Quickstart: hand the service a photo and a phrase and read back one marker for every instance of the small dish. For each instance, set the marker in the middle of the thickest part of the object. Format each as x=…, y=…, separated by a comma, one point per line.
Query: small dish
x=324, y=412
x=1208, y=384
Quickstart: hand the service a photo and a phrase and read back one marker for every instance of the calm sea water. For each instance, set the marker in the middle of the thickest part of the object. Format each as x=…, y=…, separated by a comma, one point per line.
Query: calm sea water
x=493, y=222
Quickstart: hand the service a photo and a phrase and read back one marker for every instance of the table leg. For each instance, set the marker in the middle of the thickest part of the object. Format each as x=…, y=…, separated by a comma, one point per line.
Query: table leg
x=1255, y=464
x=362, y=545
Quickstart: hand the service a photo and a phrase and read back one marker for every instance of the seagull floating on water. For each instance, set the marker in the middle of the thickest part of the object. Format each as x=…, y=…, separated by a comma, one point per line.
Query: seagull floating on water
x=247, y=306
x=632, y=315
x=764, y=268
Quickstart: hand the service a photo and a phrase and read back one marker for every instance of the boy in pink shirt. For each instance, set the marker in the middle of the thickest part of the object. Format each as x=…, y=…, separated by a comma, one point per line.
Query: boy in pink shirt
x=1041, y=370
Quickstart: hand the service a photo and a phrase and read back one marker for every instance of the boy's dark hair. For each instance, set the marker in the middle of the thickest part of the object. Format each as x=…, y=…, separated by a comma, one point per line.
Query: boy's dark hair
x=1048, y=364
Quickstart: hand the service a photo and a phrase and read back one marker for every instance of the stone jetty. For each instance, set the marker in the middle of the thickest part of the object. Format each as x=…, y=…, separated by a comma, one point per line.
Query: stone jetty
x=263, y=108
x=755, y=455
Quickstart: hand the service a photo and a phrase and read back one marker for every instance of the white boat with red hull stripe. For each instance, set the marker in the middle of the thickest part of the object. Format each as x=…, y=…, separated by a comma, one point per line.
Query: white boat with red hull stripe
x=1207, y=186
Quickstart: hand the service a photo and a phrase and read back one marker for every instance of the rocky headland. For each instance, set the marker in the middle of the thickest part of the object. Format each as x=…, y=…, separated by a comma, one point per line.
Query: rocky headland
- - - -
* Task
Can you turn every line of the listing above into a JSON list of strings, with one string per line and blank lines left out?

* Full response
[
  "Quickstart: hand the service a photo and a phrase and read back one marker for every instance of the small dish. For each instance, set the marker in the middle of the thickest part of the object. Format each as x=…, y=…, separated by a comma, one point per line.",
  "Query: small dish",
  "x=324, y=412",
  "x=1208, y=384",
  "Quickstart: hand the service a photo and a phrase and read back one marker for every instance of the calm sea water. For each instance, set the marker in the middle of the thickest part of the object. Format each as x=…, y=…, separated by a comma, one point per line.",
  "Query: calm sea water",
  "x=493, y=222",
  "Quickstart: hand the service a photo and a phrase and read back one marker for every instance of the table leg. For each instance, set the marker in the middle of the thickest part of the object. Format each as x=…, y=…, separated by a comma, one point per line.",
  "Query: table leg",
  "x=1255, y=464",
  "x=362, y=545",
  "Quickstart: hand the service a photo and a phrase and read back one marker for every instance of the seagull floating on water. For each instance, set the marker in the middle of the thickest part of the object. Format each as x=…, y=…, separated by a comma, one point per line.",
  "Query: seagull floating on water",
  "x=247, y=306",
  "x=632, y=315",
  "x=764, y=268",
  "Quickstart: hand the service a photo and a phrase and read back one marker for every instance of the boy in pink shirt. For each instance, set the marker in the middle of the thickest part of the object. Format each as x=…, y=…, separated by a comma, one point per line.",
  "Query: boy in pink shirt",
  "x=1041, y=370",
  "Quickstart: hand the service a photo and a phrase and read back one marker for every instance of the boy's dark hair. For each instance, set the marker in the middle of the thickest part of the object. Format each as x=…, y=…, separated by a comma, one point per line.",
  "Query: boy's dark hair",
  "x=1048, y=364",
  "Quickstart: hand the service a photo and a phrase and read back one marker for every instance of the stone jetty. For each instance, set the marker in the middle of the thickest part of the object. Format each as x=…, y=…, separated by a comma, one point per line.",
  "Query: stone jetty",
  "x=263, y=108",
  "x=755, y=455",
  "Quickstart: hand the service a photo and a phrase and read back one marker for every instance of the white boat with red hull stripe. For each instance, set the marker in the middle of the thickest part of the object. Format each as x=…, y=…, separated by a comma, one point per line.",
  "Query: white boat with red hull stripe",
  "x=1207, y=186",
  "Quickstart: hand the service a photo and a phrase and read back one marker for every instance of the rocky headland. For each instance, set the marker in the middle of the thickest part of the object. Format each as x=…, y=…, separated by a comma, one point per line.",
  "Query: rocky headland"
]